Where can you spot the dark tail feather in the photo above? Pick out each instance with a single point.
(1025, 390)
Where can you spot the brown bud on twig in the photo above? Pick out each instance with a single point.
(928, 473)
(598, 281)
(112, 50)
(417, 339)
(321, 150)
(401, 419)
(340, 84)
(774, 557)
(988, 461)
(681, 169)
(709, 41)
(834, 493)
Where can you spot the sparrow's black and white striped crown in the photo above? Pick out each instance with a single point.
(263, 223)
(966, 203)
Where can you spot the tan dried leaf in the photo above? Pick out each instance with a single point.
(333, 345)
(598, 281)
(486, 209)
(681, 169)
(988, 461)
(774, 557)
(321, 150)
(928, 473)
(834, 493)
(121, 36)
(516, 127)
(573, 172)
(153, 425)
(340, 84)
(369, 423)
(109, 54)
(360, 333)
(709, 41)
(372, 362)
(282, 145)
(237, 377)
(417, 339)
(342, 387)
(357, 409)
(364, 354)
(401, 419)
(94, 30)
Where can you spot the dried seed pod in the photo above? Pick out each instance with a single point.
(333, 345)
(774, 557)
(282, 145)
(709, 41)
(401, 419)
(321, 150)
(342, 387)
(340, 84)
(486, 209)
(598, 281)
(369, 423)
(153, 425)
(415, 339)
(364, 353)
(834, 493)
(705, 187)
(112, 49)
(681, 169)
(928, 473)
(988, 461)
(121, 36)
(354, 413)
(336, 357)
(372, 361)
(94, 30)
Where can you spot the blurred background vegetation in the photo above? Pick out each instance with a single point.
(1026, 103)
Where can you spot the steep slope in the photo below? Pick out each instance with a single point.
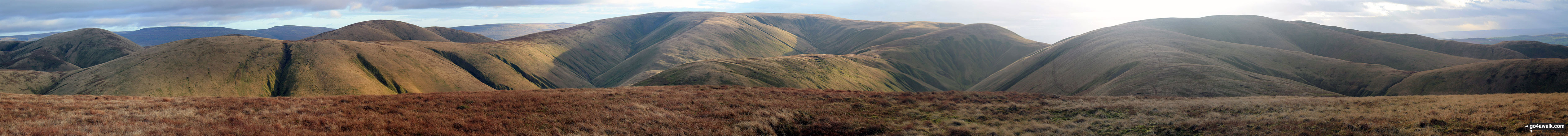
(81, 48)
(40, 60)
(29, 36)
(855, 73)
(245, 66)
(382, 30)
(1493, 77)
(162, 35)
(1449, 48)
(27, 82)
(1536, 49)
(1183, 57)
(606, 52)
(1495, 33)
(459, 35)
(512, 30)
(946, 60)
(294, 32)
(1556, 38)
(1264, 32)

■ ■ ■

- [ABOUT THIS TASK]
Go through the material above and retype every line exactly, without the images.

- [RESULT]
Where can you spot the dark tail feather in the photo above? Pick out each instance with a single point.
(1025, 390)
Where can you spot the brown bud on twig in the photo above? Pick out each instance with a single point.
(928, 473)
(598, 281)
(112, 50)
(417, 339)
(321, 150)
(401, 419)
(340, 84)
(774, 557)
(988, 461)
(681, 169)
(709, 41)
(834, 493)
Where can you spot the sparrow's black and white striped crown in the photo above? Pick out each instance with a single point.
(263, 223)
(966, 203)
Where can you spot the tan dried leaf in the photo above? Pick out each instance with a single point.
(333, 345)
(598, 281)
(486, 209)
(681, 169)
(988, 461)
(774, 557)
(321, 150)
(928, 473)
(834, 493)
(121, 36)
(516, 127)
(573, 172)
(153, 425)
(340, 84)
(369, 423)
(109, 54)
(360, 333)
(709, 41)
(372, 362)
(282, 145)
(237, 377)
(417, 339)
(342, 387)
(357, 409)
(364, 354)
(401, 419)
(94, 30)
Where can you spot the dried seed pod in the photo above? Pick out each instance with a single point.
(333, 345)
(774, 557)
(282, 145)
(709, 41)
(401, 419)
(321, 150)
(342, 387)
(340, 84)
(486, 209)
(598, 281)
(369, 423)
(153, 425)
(415, 339)
(364, 353)
(834, 493)
(705, 187)
(112, 49)
(681, 169)
(928, 473)
(988, 461)
(121, 36)
(354, 413)
(336, 357)
(372, 361)
(94, 30)
Where can you spot the blurred background vegetation in the photo above? Pick out each instance with a single point.
(1026, 103)
Where can you spot the steep slope in the photo below? Pick out each instance with a single point.
(81, 48)
(40, 60)
(29, 36)
(855, 73)
(245, 66)
(382, 30)
(1493, 77)
(162, 35)
(1449, 48)
(27, 82)
(1536, 49)
(1183, 57)
(606, 52)
(1495, 33)
(459, 35)
(512, 30)
(946, 60)
(294, 32)
(1556, 38)
(1264, 32)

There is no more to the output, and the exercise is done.